Objectives >>
(a) According to the blog post, why does keeping your promises as an artist affect the price you can put on your work?
(b) Duplicate a passage of the blog post word for word, beginning at the words "Listening to an" and stopping after "face to face.".
(c) Go on with the blog post about creative purpose and boredom from the point where it stops.
══ Selection ══
Designers will tell you over and over – if you are creating something, the question that should come up most often is “what is this for?”
This applies to all creative pursuits whether it is writing a paragraph, cooking a meal, or fitting a bathroom sink. Any choice you make needs to have an answer if it is to work and avoid a clumsy creation.
So what’s this blog post for? It’s for expressing myself, for practicing my writing and for spreading ideas that I think will matter. And for community – for finding people like us who do things like this.
Happy Wednesday chimps.
Art is subjective. But to my mind, as an artist the price you place on a piece of art is reliant on three major drivers – marketing, reputation and purpose.
Marketing – this boils down to the things that can be defined and measured and tracked. Who is the piece of art aimed at? What is the minimum viable audience? Who is expecting your message as something anticipated, personal and relevant? The clearer this is in your head as an artist, the easier it is to price your work.
Reputation – this is linked to perseverance and track record. The idea of showing up and consistently shipping what you say you will ship is important when you need to put a price on your work. With each promise you keep, your reputation is solidified and this gains you a most valuable form of currency in the internet age – attention. Wit attention comes pricing power.
Purpose – Are you trying to change the culture, and by how much? A couple of examples run through my head:
- Your purpose may be not ambitious enough – As an artist, you are well known as a ‘reproducer of the masters’. All you ever do with your art skills is reproduce Van Gogh paintings for tourists to buy as cheap mementos. In order to remain relevant to your chosen market (and it is a choice) you have to keep on churning out the sunflowers and keep the pricing at a level defined by the going rate for copies of others’ paintings. It’s not changing the culture, it might make you a living, but the prices remain low and the labor required very high. In essence you are a factory selling a commodity.
- Your purpose may be too ambitious – a performance artist wants to rid the world of human trafficking through the clarity and poignancy of her message. Dancing and reciting her viscous poetry on the street corner, she ends up shouting at passers by who do not give her much attention or currency. Her stated purpose was too broad and difficult to achieve. Her market is not refined enough. Her price bottoms out.
What makes you pay a particular price for art?
Is getting bored a good thing?
In the age of Facebook, Netflix, Spotify and Fortnite it’s easy to let the system take control. If you allow them, these streaming, entertaining, dopamine tripping platforms will keep you glued to your seats all day. They won’t let you get bored.
This thing is, getting bored serves a function. As far as I can tell, the whole purpose and spiritual breakthrough of Yoga is to cope with boredom and through this to reflect on life. No time for that in a video game.
Some other activities where boredom is there to be overcome:
Taking a walk with no phone in hand. Just walk.
Listening to an album from start to finish. Just listen
Running for 30 minutes straight. Just run.
When were you last bored?
If you are stuck browsing the internet through the bubbled lens of Twitter or Facebook. It all seems like evidence of people living the way you would like them to live, but it all seems so far away.
If this is you, it might be interesting to search for a someone near to you who is in sync with your point of view and then go and interact with that person face to face.
═══
══ Data rows ══
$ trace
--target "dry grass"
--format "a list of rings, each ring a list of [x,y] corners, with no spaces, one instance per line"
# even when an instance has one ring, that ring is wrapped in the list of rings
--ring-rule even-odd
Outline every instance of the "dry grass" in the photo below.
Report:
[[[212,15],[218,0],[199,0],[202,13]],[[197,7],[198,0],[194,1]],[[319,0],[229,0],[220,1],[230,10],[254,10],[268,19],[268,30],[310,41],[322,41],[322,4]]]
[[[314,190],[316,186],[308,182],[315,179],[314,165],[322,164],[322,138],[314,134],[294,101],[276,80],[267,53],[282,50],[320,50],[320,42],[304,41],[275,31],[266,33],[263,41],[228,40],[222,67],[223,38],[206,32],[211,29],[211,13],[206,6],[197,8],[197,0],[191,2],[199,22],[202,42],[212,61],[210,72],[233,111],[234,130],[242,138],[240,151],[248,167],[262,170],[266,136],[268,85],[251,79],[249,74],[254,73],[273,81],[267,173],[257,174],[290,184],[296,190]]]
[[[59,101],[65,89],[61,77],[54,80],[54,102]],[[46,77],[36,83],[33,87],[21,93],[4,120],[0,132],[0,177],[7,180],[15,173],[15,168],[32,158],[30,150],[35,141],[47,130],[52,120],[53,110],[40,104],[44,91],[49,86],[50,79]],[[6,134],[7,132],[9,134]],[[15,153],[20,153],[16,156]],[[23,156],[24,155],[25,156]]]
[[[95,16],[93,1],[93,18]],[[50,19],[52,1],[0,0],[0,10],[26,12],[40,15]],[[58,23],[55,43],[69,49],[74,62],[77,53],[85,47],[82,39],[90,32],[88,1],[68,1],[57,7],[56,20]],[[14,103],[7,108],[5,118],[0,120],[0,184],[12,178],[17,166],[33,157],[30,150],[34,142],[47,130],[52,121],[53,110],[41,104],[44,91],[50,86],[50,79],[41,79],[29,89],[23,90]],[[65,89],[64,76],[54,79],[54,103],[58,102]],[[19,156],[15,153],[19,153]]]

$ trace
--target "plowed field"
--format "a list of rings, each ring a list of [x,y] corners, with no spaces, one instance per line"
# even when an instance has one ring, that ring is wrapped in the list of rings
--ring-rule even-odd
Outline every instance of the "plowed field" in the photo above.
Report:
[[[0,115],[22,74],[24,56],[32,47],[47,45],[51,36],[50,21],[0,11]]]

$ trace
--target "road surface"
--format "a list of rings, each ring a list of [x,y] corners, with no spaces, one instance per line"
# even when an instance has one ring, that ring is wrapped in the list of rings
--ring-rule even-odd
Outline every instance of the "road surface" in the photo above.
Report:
═══
Answer set >>
(a) Each kept promise solidifies your reputation, which earns you attention, called the most valuable form of currency in the internet age. Attention brings pricing power.

(b)
Listening to an album from start to finish. Just listen
Running for 30 minutes straight. Just run.
When were you last bored?
If you are stuck browsing the internet through the bubbled lens of Twitter or Facebook. It all seems like evidence of people living the way you would like them to live, but it all seems so far away.
If this is you, it might be interesting to search for a someone near to you who is in sync with your point of view and then go and interact with that person face to face.

(c)
In terms of audiophiles, it is easy to surround yourself with the videos and images of instagram showing hugely expensive systems, all set up perfectly. However real life is a lot more messy. There are normal everyday people behind that industry, trying to make their music sound the best they can. Find a hifi store, a vinyl market, a local audio visual consultant and interact with them.
They might even need something you have to give, and away you go. You’re part of the community now, and away from the bubbles.
In case you missed it – check out this excellent website dedicated to all of Seth Godin’s book recommendations over the last decade (hint – he makes great recommendations!)
As a Godin junkie, this is incredible. I am just getting used to my re-found Kindle too, so this is perfect timing!
I enjoy particularly the filtering options. So useful and makes the whole site more manageable.
I have fallen off the bandwagon in a big way in terms of regular blog posts, so to get back on the bandwagon (what is a “bandwagon” anyways?) I am going to reblog a Godin post about intention. Do everything with intention and you are in control of your live.
Something done unintentionally, is essentially done by someone or something else. And that amounts to slavery. Check out the post related to intentional media consumption.
Seth’s latest is about the most succinct and important post I have read this year. Give it a read:
What interests me is the perspective that Seth has on the issues he raises – namely he is American and is at the heart of the most developed, sophisticated economy in the world – and the media he is exposed to is a reflection of that. On the other hand, I live in Africa.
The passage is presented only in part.